◆ **What is required**: No record may be omitted; give all of them again exactly.

◆ **Records to process**:
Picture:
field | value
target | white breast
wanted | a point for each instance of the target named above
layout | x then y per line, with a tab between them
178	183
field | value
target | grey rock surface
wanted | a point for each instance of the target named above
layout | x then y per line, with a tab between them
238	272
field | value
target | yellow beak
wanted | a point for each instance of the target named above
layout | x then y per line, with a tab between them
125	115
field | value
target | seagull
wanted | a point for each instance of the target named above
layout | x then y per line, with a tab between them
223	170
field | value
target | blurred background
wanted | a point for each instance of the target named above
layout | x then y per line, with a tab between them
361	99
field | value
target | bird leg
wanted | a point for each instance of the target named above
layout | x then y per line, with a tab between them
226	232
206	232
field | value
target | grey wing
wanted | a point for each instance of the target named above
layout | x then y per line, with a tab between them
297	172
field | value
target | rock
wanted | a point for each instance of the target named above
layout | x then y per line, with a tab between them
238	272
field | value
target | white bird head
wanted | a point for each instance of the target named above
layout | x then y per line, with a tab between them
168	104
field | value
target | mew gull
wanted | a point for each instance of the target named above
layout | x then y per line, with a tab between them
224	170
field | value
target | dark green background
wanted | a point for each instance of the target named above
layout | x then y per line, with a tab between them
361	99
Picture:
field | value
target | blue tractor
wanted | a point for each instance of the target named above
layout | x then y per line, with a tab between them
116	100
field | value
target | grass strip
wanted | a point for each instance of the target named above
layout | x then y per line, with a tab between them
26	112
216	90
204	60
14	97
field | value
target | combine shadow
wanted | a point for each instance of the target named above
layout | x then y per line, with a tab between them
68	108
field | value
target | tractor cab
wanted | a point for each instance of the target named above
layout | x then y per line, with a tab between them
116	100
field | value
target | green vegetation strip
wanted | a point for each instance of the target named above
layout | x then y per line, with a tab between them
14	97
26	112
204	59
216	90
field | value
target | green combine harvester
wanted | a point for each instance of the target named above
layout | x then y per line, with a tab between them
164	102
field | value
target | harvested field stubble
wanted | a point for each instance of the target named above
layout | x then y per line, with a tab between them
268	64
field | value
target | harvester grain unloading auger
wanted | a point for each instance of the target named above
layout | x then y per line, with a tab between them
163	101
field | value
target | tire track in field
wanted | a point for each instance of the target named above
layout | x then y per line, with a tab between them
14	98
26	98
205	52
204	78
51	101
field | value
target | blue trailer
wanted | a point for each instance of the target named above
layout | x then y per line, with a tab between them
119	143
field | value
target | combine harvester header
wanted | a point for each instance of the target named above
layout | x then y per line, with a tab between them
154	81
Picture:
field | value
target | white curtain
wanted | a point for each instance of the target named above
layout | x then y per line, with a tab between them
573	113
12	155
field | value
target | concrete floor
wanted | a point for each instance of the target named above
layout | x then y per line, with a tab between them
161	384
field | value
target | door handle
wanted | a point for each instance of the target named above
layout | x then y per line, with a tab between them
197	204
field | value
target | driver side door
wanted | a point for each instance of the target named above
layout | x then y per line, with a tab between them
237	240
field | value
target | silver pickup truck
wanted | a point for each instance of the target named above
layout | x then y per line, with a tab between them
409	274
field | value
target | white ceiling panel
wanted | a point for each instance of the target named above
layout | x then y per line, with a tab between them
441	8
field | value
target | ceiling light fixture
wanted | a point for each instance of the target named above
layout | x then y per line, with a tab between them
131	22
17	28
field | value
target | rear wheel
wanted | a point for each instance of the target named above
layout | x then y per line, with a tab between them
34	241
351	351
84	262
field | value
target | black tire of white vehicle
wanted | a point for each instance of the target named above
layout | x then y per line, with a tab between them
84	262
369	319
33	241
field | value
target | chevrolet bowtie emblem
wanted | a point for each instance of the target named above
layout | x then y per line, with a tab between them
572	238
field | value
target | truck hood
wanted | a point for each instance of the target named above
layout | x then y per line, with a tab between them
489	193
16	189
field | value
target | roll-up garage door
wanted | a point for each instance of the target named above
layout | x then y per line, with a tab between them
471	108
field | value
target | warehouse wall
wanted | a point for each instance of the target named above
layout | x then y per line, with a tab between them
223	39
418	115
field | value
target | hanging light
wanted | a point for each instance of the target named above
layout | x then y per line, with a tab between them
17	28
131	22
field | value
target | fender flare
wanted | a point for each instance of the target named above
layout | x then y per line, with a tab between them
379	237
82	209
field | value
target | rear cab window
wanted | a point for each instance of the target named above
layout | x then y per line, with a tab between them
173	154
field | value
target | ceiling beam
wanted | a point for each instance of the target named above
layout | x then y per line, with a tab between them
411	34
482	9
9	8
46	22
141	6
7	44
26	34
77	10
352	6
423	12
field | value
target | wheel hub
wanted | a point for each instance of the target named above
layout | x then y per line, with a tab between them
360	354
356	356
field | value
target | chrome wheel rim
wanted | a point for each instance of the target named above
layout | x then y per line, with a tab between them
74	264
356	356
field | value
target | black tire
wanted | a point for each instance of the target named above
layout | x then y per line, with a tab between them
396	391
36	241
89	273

◆ **Result of this exercise**:
Picture:
field | value
target | white breast
wanted | a point for each instance of the target named above
layout | x then y per line, with a tab between them
178	183
field | value
target | grey rock surface
wanted | a point for each instance of the target named above
layout | x then y per line, with a tab between them
238	272
field | value
target | yellow beak
wanted | a point for each instance of the target named above
layout | x then y per line, with a tab between them
125	115
field | value
target | seagull
wanted | a point for each instance of the target named above
layout | x then y per line, with a tab between them
223	170
field | value
target | blurred background
wanted | a point for each instance of the target named above
layout | x then y per line, with a tab between them
361	99
field | value
target | bird leg
wanted | a point for each instance of the target named above
layout | x then y per line, with a tab between them
226	232
206	232
field | value
target | grey wing
wanted | a point for each instance of the target named above
layout | x then y per line, with a tab between them
297	172
field | value
target | rock
wanted | a point for each instance of the target named above
layout | x then y per line, with a tab between them
238	272
field | value
target | white bird head
wanted | a point for each instance of the target named above
layout | x then y per line, with a tab between them
168	104
field | value
target | mew gull
wanted | a point for each instance of the target named above
layout | x then y per line, with a tab between them
224	170
field | value
target | dark green background
wanted | a point for each instance of the target named above
layout | x then y per line, with a tab between them
361	99
Picture:
field | value
target | blue tractor
wanted | a point for each instance of the target named above
layout | x then y per line, with a tab between them
116	100
field | value
target | grass strip
wanted | a point for each instance of the target named above
layout | x then y per line, with a tab between them
26	112
216	90
204	60
14	97
field | value
target | combine shadow
wanted | a point for each instance of the target named above
layout | x then y per line, with a tab between them
68	108
field | value
target | tractor cab
wanted | a point for each instance of the target named above
layout | x then y per line, with a tab between them
116	100
field | value
target | green vegetation strip
wanted | a point for each instance of the target named above
layout | x then y per line, with a tab between them
14	97
26	112
204	59
216	90
field | value
target | green combine harvester
wanted | a point for each instance of the target named above
layout | x then y per line, with a tab between them
164	102
field | value
target | harvested field stubble
wanted | a point for each instance of the target named above
layout | x then y per line, with a tab between them
268	64
field | value
target | harvester grain unloading auger
wanted | a point for each instance of the target named above
layout | x then y per line, with a tab between them
163	101
field | value
target | tire track in field
wanted | a point for each instance of the target named above
layout | x then y per line, with a tab between them
14	98
26	98
205	52
204	78
51	101
field | value
target | blue trailer
wanted | a point for each instance of the target named above
layout | x then y per line, with a tab between them
119	143
field | value
target | combine harvester header
wanted | a point for each instance of the target named above
layout | x then y per line, with a tab between them
154	81
Picture:
field | value
target | white curtain
wanted | a point for each instance of the target named above
layout | x then y per line, with a tab between them
573	113
12	155
field | value
target | concrete floor
wanted | a point for each instance of the target named above
layout | x then y per line, with a tab between them
161	384
field | value
target | door handle
wanted | a point for each instance of the target named above
layout | x then y per line, with a tab between them
197	204
field | value
target | driver side door
wanted | a point for each instance of the target named above
layout | x then y per line, with a tab between them
237	240
field | value
target | silver pickup truck
wanted | a point for each instance of the target named above
layout | x then y per line, with a tab between them
409	274
field | value
target | white ceiling panel
wanted | a point for each instance of the target named above
layout | x then y per line, with a tab between them
441	8
field | value
target | ceiling light fixture
wanted | a point for each instance of the target named above
layout | x then y per line, with a tab between them
131	22
17	28
field | value
target | rear wheel
wanted | a point for each instance of the target named above
layout | x then y per line, with a tab between them
34	241
351	351
84	262
field | value
target | black tire of white vehicle
wanted | a point for each instance of the target named above
layout | x then y per line, with a tab between them
84	262
369	319
33	241
field | value
target | chevrolet bowtie emblem
wanted | a point for each instance of the target named above
layout | x then y per line, with a tab between them
572	238
field | value
target | truck hood
wanted | a point for each instance of the target named above
layout | x then y per line, with a tab between them
489	193
16	189
field | value
target | roll-up garage door
wanted | a point for each instance of the target named above
layout | x then y per line, with a tab between them
471	108
field | value
target | warehouse wall
wanted | a point for each instance of the target named above
layout | x then y per line, with a tab between them
223	39
418	115
field | value
target | hanging light
wanted | a point for each instance of the target named above
layout | x then y per line, with a tab between them
17	28
131	22
field | value
target | fender flare
wanted | a point for each instance of the target named above
layout | x then y per line, with a tab between them
379	237
82	209
field | value
target | rear cab window
wanted | a point for each instance of the target named above
layout | x then y per line, with a tab between them
173	154
field | value
target | ceiling beam
wanted | a point for each instance of the target named above
layout | x then y per line, with a tab between them
411	34
482	9
9	8
46	22
141	6
7	44
26	34
77	10
352	6
423	12
field | value
target | wheel hub
wanted | a point for each instance of the target named above
layout | x then y per line, with a tab between them
360	354
356	356
field | value
target | chrome wheel rim
wanted | a point for each instance of the target named above
layout | x then y per line, with a tab between them
74	264
356	356
field | value
target | black tire
wanted | a point for each instance of the target named above
layout | x then y per line, with a tab between them
396	391
36	241
89	273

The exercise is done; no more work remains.